EXERCISE DIRECTIONS:
Say how many lines below hold the word "photo"; give the number by itself.

Natural-language object grounding data
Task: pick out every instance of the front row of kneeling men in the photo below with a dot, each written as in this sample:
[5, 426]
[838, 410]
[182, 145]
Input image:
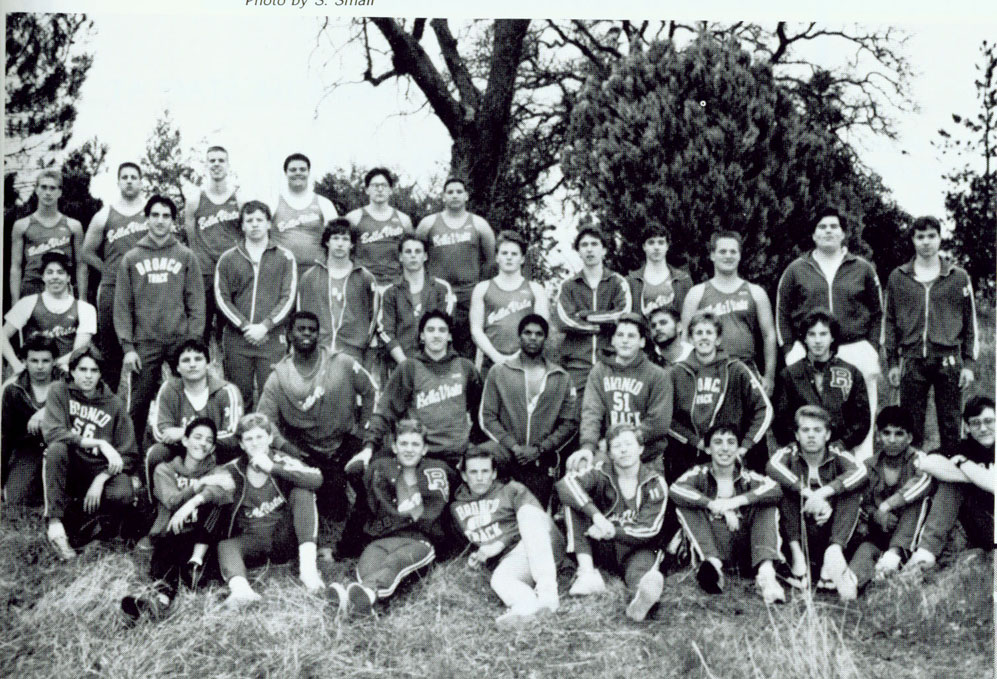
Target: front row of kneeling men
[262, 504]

--

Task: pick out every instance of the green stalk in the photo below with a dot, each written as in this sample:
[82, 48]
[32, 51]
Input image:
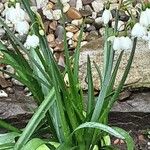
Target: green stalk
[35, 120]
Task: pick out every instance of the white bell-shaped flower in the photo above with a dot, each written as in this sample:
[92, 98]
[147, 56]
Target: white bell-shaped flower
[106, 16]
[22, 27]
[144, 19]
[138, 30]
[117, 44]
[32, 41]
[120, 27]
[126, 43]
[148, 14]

WRITTEN SOLUTION:
3